[TASK GOAL]:
Please output the rows verbatim, starting at the line that contains "Provide one point per instance of the leafy" and continuing through the end of the rows, with both ends included.

===== RECORDED DATA =====

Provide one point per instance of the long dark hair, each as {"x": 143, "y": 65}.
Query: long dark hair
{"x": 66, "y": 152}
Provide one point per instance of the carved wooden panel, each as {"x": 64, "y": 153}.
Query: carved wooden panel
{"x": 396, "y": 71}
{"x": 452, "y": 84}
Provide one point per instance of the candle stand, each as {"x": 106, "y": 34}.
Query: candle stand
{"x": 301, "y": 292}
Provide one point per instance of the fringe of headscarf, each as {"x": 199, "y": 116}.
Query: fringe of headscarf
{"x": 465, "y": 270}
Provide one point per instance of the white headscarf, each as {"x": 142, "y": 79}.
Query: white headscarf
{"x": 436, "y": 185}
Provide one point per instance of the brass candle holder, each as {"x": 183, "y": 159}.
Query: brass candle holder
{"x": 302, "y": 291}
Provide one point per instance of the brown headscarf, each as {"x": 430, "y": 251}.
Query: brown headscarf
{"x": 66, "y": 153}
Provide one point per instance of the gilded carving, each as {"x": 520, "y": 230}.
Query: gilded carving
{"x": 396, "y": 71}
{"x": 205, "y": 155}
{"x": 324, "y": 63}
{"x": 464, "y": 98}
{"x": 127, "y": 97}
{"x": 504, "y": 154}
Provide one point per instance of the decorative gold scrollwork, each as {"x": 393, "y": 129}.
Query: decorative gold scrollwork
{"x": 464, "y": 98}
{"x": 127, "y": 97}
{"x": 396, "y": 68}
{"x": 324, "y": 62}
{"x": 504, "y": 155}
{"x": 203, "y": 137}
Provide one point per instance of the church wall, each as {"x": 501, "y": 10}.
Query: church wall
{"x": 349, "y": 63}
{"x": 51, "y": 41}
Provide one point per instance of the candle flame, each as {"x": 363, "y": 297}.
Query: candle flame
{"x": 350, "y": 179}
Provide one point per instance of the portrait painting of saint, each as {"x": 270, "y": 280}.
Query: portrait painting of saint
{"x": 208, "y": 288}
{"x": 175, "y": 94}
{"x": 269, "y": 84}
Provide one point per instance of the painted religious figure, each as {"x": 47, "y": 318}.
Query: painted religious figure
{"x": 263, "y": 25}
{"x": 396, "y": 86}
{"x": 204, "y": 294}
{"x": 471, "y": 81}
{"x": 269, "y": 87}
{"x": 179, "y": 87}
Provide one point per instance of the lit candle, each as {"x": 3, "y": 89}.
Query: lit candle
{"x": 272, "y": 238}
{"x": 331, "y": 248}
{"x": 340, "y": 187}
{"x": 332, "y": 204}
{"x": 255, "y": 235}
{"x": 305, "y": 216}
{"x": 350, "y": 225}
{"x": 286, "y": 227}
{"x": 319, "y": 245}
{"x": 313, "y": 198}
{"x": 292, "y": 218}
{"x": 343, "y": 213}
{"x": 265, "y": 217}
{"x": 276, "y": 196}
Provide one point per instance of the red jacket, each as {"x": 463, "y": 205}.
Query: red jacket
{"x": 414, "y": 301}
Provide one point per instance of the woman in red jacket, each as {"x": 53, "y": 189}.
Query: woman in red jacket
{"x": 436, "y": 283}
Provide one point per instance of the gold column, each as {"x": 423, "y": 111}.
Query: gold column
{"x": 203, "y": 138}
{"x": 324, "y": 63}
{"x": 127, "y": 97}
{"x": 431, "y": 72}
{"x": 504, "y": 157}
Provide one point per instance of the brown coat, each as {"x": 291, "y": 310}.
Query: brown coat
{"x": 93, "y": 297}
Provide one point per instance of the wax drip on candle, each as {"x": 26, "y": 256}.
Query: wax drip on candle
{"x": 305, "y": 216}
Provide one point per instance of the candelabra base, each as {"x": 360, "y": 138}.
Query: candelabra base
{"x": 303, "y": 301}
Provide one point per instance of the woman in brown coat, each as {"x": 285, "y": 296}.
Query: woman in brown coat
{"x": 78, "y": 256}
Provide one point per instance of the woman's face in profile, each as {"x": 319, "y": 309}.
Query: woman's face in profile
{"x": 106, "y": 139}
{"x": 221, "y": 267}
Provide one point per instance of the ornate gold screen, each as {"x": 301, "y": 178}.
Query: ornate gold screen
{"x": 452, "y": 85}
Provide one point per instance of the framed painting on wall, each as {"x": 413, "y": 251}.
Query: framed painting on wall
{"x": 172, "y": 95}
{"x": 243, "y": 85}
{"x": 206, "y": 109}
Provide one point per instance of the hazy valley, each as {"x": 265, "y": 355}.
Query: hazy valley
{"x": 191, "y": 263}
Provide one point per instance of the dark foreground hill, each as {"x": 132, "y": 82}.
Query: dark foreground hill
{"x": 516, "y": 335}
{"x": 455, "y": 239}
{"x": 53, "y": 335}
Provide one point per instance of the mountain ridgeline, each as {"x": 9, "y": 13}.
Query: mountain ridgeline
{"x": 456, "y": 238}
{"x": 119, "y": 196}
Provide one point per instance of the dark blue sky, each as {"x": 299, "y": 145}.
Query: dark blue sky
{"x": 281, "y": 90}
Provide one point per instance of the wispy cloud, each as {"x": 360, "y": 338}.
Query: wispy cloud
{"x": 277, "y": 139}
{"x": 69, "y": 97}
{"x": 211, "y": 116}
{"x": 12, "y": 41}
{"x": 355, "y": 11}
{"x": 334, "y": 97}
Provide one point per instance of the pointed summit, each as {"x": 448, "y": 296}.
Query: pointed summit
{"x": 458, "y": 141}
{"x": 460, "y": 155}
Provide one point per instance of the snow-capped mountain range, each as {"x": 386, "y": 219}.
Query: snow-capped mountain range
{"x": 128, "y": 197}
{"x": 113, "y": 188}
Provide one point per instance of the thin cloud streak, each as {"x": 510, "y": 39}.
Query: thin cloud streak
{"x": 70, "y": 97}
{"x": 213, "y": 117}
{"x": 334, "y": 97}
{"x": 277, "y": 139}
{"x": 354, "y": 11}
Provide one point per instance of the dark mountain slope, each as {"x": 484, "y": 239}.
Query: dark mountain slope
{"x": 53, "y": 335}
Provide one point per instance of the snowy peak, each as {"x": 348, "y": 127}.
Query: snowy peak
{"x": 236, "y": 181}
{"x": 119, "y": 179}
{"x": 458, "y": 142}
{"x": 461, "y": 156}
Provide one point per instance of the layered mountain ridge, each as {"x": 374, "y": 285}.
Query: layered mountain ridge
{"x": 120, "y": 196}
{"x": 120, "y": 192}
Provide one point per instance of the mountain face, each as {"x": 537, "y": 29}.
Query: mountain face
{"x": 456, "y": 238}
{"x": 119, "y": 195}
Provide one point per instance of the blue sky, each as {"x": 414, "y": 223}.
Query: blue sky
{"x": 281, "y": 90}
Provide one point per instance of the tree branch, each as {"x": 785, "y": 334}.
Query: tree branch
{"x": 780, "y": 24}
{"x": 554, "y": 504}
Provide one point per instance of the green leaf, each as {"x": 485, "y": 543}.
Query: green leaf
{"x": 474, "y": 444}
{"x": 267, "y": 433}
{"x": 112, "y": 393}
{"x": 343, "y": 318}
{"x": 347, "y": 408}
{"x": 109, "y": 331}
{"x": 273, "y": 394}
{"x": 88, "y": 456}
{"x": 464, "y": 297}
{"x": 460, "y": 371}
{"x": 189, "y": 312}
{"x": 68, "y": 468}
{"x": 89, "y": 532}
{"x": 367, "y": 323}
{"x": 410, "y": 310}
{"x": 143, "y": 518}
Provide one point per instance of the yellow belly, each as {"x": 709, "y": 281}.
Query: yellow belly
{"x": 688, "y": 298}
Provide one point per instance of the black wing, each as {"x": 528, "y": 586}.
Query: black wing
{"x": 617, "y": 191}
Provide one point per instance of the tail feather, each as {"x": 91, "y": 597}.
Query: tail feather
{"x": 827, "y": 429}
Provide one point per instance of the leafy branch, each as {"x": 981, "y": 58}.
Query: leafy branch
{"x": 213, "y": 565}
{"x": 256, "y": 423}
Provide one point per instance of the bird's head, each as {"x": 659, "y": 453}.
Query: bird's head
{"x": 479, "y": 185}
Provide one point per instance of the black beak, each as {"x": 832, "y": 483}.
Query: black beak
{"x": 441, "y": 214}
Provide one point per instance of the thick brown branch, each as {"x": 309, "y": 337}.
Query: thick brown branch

=====

[RESULT]:
Provide one point per instance of the leafy branch, each as {"x": 981, "y": 58}.
Query: leafy branch
{"x": 213, "y": 565}
{"x": 256, "y": 423}
Provide one point per instance of the bird's head, each as {"x": 659, "y": 453}.
Query: bird's head
{"x": 479, "y": 185}
Provide one point per instance of the black beak, each as {"x": 832, "y": 483}.
Query: black beak
{"x": 441, "y": 214}
Provide one point per instance of the thick brown branch, each as {"x": 309, "y": 337}.
Query: thick brown branch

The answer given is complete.